READING PASSAGE:
With a healthy provision coverage ratio (PCR) excluding technical write-offs at 80.0% as on September 30, 2023, the incremental credit costs are expected to be limited, supporting the gradual improvement in the profitability. However, the bank’s ability to contain slippages, manage overall asset quality and sustainably improve its overall earnings profile (even as the bank transitions to ECL framework) would remain a key monitorable.

 

The outstanding ratings on the debt instruments of PNB continue to factor in the expectation of strong support from the majority owner, Government of India (GoI), established market position and the bank’s healthy resource profile.

Analytical Approach

For arriving at the ratings, CRISIL Ratings has factored in the support the bank is expected to receive from GoI. This is because GoI is both the majority shareholder in PSBs and the guardian of India's financial system. The stability of the banking sector is of prime importance to GoI, given the criticality of the sector to the economy, the strong public perception of government backing for PSBs, and the severe implications of any PSB failure in terms of political fallout, systemic stability, and investor confidence in public sector institutions.

Segmentation dataset excerpts
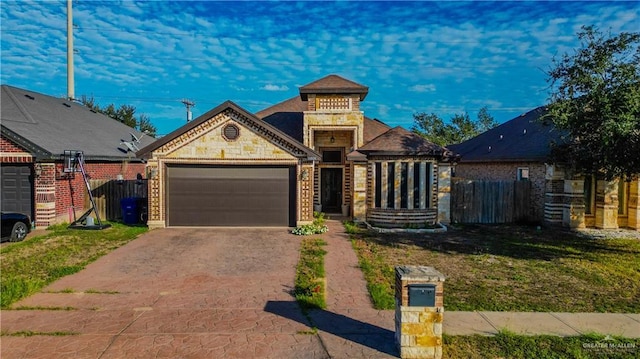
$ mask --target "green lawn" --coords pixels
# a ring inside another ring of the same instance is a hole
[[[640,313],[637,238],[526,226],[422,235],[346,229],[379,309],[393,308],[396,265],[426,265],[446,276],[447,310]]]
[[[632,359],[640,355],[640,339],[601,335],[554,337],[501,332],[491,337],[445,335],[443,339],[442,357],[449,359]]]
[[[113,223],[101,231],[52,226],[51,232],[7,244],[0,250],[0,308],[40,291],[58,278],[133,240],[147,227]]]

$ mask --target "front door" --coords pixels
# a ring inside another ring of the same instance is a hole
[[[320,170],[322,211],[340,213],[342,205],[342,168],[322,168]]]

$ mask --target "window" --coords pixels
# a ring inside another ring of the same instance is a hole
[[[387,208],[395,207],[395,203],[396,203],[395,179],[396,179],[395,163],[389,162],[387,166]]]
[[[594,204],[596,196],[596,181],[594,176],[589,175],[584,178],[584,214],[594,214]]]
[[[627,191],[629,190],[629,182],[625,181],[624,177],[618,180],[618,214],[621,216],[627,215]]]
[[[416,162],[413,164],[413,208],[420,208],[420,171],[423,164]]]
[[[518,181],[529,180],[529,167],[518,167]]]
[[[322,162],[342,163],[342,150],[322,150]]]

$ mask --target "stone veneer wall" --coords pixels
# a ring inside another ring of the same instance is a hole
[[[529,168],[531,182],[531,214],[535,220],[544,220],[546,166],[540,162],[461,162],[456,165],[455,177],[470,180],[516,181],[518,168]]]

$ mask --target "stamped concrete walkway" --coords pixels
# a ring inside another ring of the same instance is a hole
[[[151,231],[14,306],[33,310],[3,310],[4,333],[47,335],[2,336],[0,357],[327,358],[290,295],[299,243],[286,228]]]
[[[3,310],[0,357],[393,358],[394,312],[373,309],[356,255],[328,221],[327,309],[290,295],[300,238],[287,229],[151,231]],[[445,282],[446,305],[446,282]],[[74,310],[46,310],[67,308]],[[640,338],[640,314],[445,311],[449,335]],[[317,328],[314,334],[312,326]],[[51,335],[51,334],[74,335]]]

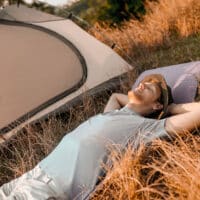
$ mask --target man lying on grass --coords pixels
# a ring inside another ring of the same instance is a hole
[[[200,103],[168,104],[170,89],[159,74],[146,76],[128,96],[113,94],[104,113],[68,133],[55,150],[31,171],[4,184],[1,200],[87,199],[105,175],[112,144],[133,149],[160,137],[200,125]],[[166,113],[178,114],[161,119]],[[150,118],[156,116],[156,119]],[[52,198],[51,198],[52,197]]]

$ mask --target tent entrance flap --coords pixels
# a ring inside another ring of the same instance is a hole
[[[24,121],[78,89],[87,76],[77,48],[35,25],[0,21],[0,129]]]

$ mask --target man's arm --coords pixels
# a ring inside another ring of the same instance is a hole
[[[168,113],[172,115],[191,112],[199,109],[200,102],[184,103],[184,104],[170,104],[168,106]]]
[[[165,128],[169,134],[191,131],[200,126],[200,102],[174,105],[172,114],[178,115],[166,119]]]
[[[119,109],[128,103],[128,96],[120,93],[113,93],[104,108],[104,113]]]

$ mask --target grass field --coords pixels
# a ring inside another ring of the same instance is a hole
[[[114,30],[106,25],[95,26],[126,51],[137,73],[200,60],[200,2],[162,0],[148,2],[146,6],[148,14],[141,22],[131,20]],[[90,32],[107,42],[98,33]],[[131,84],[130,79],[118,91],[127,92]],[[109,95],[110,92],[98,97],[86,95],[64,117],[52,117],[40,125],[28,126],[0,147],[0,184],[32,169],[66,132],[102,112]],[[105,166],[107,176],[92,199],[200,199],[198,132],[183,133],[173,142],[157,140],[134,152],[130,148],[126,153],[114,149],[110,157],[113,168]]]

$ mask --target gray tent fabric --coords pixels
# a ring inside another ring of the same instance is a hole
[[[23,5],[0,10],[0,34],[4,140],[132,69],[71,20]]]
[[[16,23],[0,24],[0,35],[1,128],[85,79],[85,61],[67,40]]]
[[[149,74],[162,74],[167,84],[172,89],[174,103],[188,103],[195,99],[198,81],[200,81],[200,62],[160,67],[143,72],[133,85],[137,87],[139,82]]]

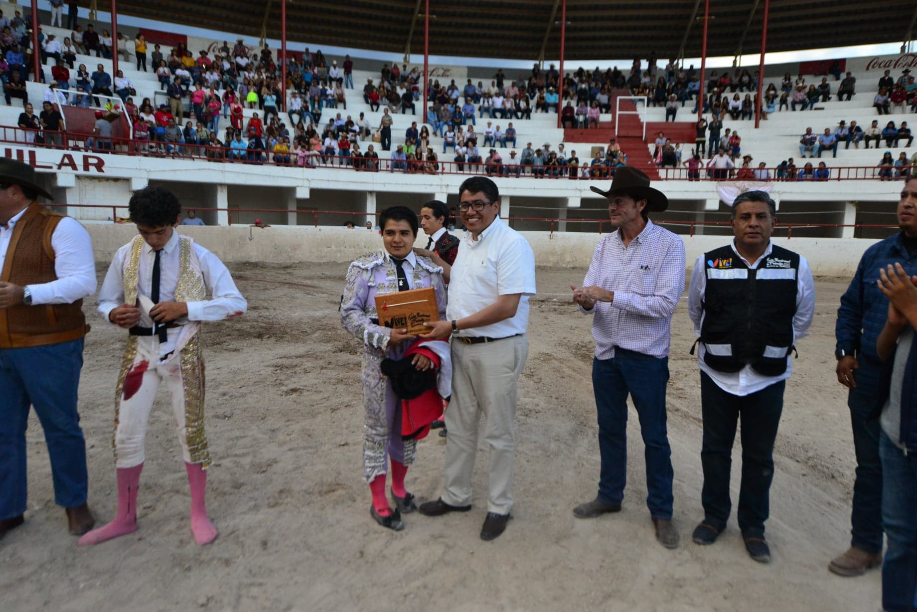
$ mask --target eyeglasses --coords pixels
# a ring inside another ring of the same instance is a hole
[[[476,213],[480,213],[484,209],[484,206],[490,206],[496,202],[496,200],[491,200],[490,202],[471,202],[470,204],[459,204],[458,210],[467,213],[468,209],[470,208]]]

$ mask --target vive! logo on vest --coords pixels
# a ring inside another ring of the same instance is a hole
[[[711,268],[715,268],[717,270],[724,270],[726,268],[732,268],[733,258],[730,257],[729,259],[724,259],[722,257],[718,257],[715,260],[707,260],[707,265],[709,265]]]
[[[792,267],[792,261],[790,260],[781,260],[779,257],[768,257],[764,261],[765,268],[790,268]]]

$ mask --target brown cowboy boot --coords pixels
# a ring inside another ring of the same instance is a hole
[[[833,559],[828,569],[839,576],[862,576],[867,570],[881,564],[881,552],[867,552],[851,546],[846,552]]]
[[[95,525],[93,513],[89,511],[89,506],[83,504],[72,508],[64,508],[67,513],[67,522],[69,523],[70,535],[82,536]]]

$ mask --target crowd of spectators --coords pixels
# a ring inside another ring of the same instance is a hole
[[[573,151],[569,154],[564,151],[564,145],[558,145],[555,150],[547,146],[542,149],[528,146],[516,151],[518,133],[513,121],[530,118],[533,112],[559,112],[565,128],[595,128],[600,124],[601,115],[612,110],[612,90],[626,88],[633,95],[646,96],[653,106],[664,106],[666,121],[674,121],[679,109],[688,100],[695,99],[694,112],[697,106],[702,106],[702,112],[711,116],[709,122],[706,119],[698,122],[695,148],[688,160],[682,160],[679,144],[672,143],[660,133],[653,153],[653,161],[658,167],[686,166],[690,173],[699,177],[701,165],[704,164],[698,161],[705,154],[710,160],[706,165],[713,164],[707,168],[711,176],[714,173],[719,176],[720,171],[724,170],[728,176],[746,177],[756,172],[761,174],[765,167],[761,162],[758,168],[751,168],[751,156],[747,154],[741,157],[740,162],[741,138],[736,130],[723,127],[724,118],[741,121],[754,117],[759,78],[757,71],[736,69],[722,73],[712,71],[709,78],[705,78],[693,66],[685,69],[675,60],[658,69],[655,55],[649,58],[646,69],[642,61],[635,58],[627,72],[617,67],[604,71],[599,67],[592,71],[580,67],[561,75],[554,64],[542,70],[536,63],[527,76],[520,74],[515,80],[509,79],[500,70],[493,74],[490,86],[485,86],[482,81],[475,84],[471,79],[467,79],[461,86],[455,80],[446,83],[431,79],[426,87],[428,98],[421,100],[424,88],[419,69],[409,70],[406,64],[399,66],[398,62],[392,62],[383,65],[378,83],[375,79],[369,79],[362,86],[364,102],[370,109],[383,110],[376,126],[371,125],[363,113],[359,113],[359,118],[353,118],[349,115],[342,117],[342,113],[337,112],[338,109],[347,110],[347,90],[354,88],[353,61],[349,56],[346,56],[338,66],[337,61],[329,62],[321,50],[292,53],[286,59],[288,73],[287,82],[283,83],[281,82],[282,60],[275,60],[268,46],[252,52],[239,39],[232,47],[224,41],[213,58],[206,50],[198,51],[195,57],[184,45],[178,45],[168,53],[160,45],[151,45],[150,50],[144,38],[138,35],[133,49],[137,69],[148,70],[149,51],[150,69],[156,72],[167,103],[156,105],[149,98],[144,98],[137,105],[134,102],[137,90],[120,71],[112,77],[102,64],[93,72],[89,72],[84,64],[74,70],[77,53],[110,58],[113,52],[117,52],[125,59],[130,58],[131,51],[125,37],[119,36],[118,40],[113,42],[106,30],[103,29],[100,35],[93,24],[86,24],[83,30],[74,19],[71,36],[62,43],[53,36],[41,35],[40,40],[43,59],[50,56],[55,60],[51,68],[52,81],[44,102],[50,102],[52,110],[57,111],[61,105],[89,106],[94,102],[95,106],[100,106],[98,95],[120,97],[121,107],[108,103],[105,110],[123,113],[127,117],[137,141],[134,148],[139,151],[202,154],[213,160],[243,159],[251,162],[275,161],[303,166],[326,164],[333,160],[333,163],[358,170],[378,170],[378,147],[383,155],[391,158],[392,162],[387,167],[392,171],[442,172],[441,161],[431,146],[432,134],[443,139],[441,154],[451,150],[449,161],[459,169],[466,164],[470,168],[480,164],[491,173],[570,178],[610,176],[615,168],[627,163],[626,155],[613,142],[603,152],[596,152],[583,161]],[[26,47],[25,54],[18,51],[19,45]],[[17,97],[26,106],[28,97],[25,81],[28,78],[31,63],[27,58],[30,50],[28,19],[23,19],[18,13],[15,18],[6,19],[0,13],[0,47],[6,60],[6,62],[0,61],[0,78],[4,82],[7,104],[11,103],[11,98]],[[827,77],[821,78],[819,83],[809,83],[801,74],[794,80],[787,73],[779,89],[774,83],[768,84],[764,92],[763,118],[783,109],[813,109],[819,102],[827,102],[834,95],[839,100],[850,100],[856,94],[856,79],[847,72],[842,80],[837,62],[832,65],[829,72],[834,75],[835,82],[839,82],[836,92],[832,91]],[[280,109],[283,107],[282,96],[287,92],[286,117],[283,117]],[[917,111],[917,92],[910,71],[905,70],[897,81],[886,71],[879,82],[879,94],[874,106],[880,114],[899,107],[905,112],[909,106]],[[261,117],[255,113],[246,121],[243,112],[246,108],[257,109]],[[414,120],[405,130],[403,144],[389,152],[394,116],[404,116],[408,111],[412,119],[420,115],[425,121],[418,128]],[[476,132],[477,120],[485,117],[499,119],[501,123],[494,125],[494,121],[487,121],[487,127]],[[229,124],[222,139],[219,138],[221,118]],[[861,129],[856,122],[849,128],[842,122],[834,130],[825,129],[821,135],[809,130],[800,140],[801,155],[803,158],[806,153],[821,157],[824,151],[831,150],[836,157],[842,141],[845,148],[850,144],[858,148],[860,141],[865,142],[867,148],[872,141],[877,147],[882,141],[888,147],[897,147],[904,140],[907,141],[905,147],[911,146],[912,138],[906,123],[895,128],[889,122],[885,128],[878,130],[873,123],[873,128],[867,130]],[[506,128],[503,128],[502,125]],[[361,144],[362,140],[370,139],[371,144]],[[489,146],[494,148],[484,155],[483,150]],[[507,155],[496,149],[507,146],[513,148]],[[717,167],[717,164],[726,165],[724,158],[728,159],[728,167]],[[892,174],[912,167],[911,163],[911,167],[904,168],[899,163],[900,159],[901,156],[892,160]],[[792,161],[789,163],[791,165]],[[888,164],[879,165],[885,169]],[[514,170],[511,166],[517,168]],[[813,169],[812,175],[817,173],[818,169]],[[793,178],[801,174],[808,176],[805,169],[780,174],[777,172],[773,178],[785,179],[790,174]]]

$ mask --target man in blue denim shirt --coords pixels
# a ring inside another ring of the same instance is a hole
[[[917,180],[906,191],[917,207]],[[882,609],[917,608],[917,276],[900,263],[881,271],[879,289],[891,303],[877,352],[886,367],[877,412],[882,431],[882,527],[889,550],[882,563]]]
[[[917,184],[904,184],[898,204],[901,231],[875,244],[863,254],[856,274],[837,310],[837,381],[850,389],[856,478],[854,483],[850,549],[828,566],[843,576],[858,576],[878,567],[882,554],[882,468],[878,456],[880,426],[871,418],[879,395],[882,362],[876,340],[888,315],[889,300],[878,289],[879,270],[900,263],[909,274],[917,274]]]

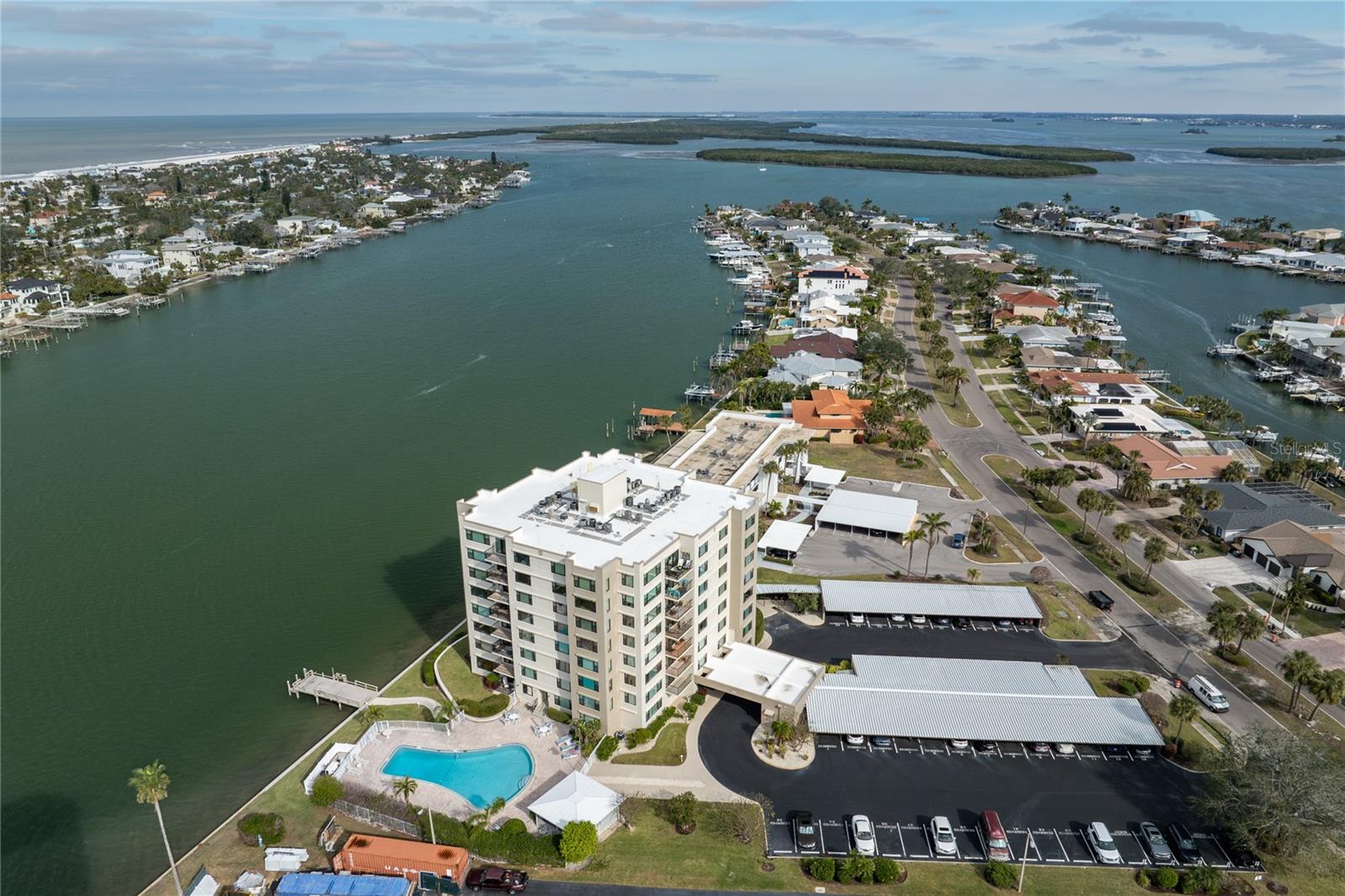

SET OF TASKS:
- 1) In the rating rationale, what was the bank's provision coverage ratio excluding technical write-offs as on September 30, 2023?
- 2) Extract the passage of the rating rationale between "The outstanding ratings" and "public sector institutions.", inclusive.

SOLVED TASKS:
- 1) 80.0%

- 2)
The outstanding ratings on the debt instruments of PNB continue to factor in the expectation of strong support from the majority owner, Government of India (GoI), established market position and the bank’s healthy resource profile.

Analytical Approach

For arriving at the ratings, CRISIL Ratings has factored in the support the bank is expected to receive from GoI. This is because GoI is both the majority shareholder in PSBs and the guardian of India's financial system. The stability of the banking sector is of prime importance to GoI, given the criticality of the sector to the economy, the strong public perception of government backing for PSBs, and the severe implications of any PSB failure in terms of political fallout, systemic stability, and investor confidence in public sector institutions.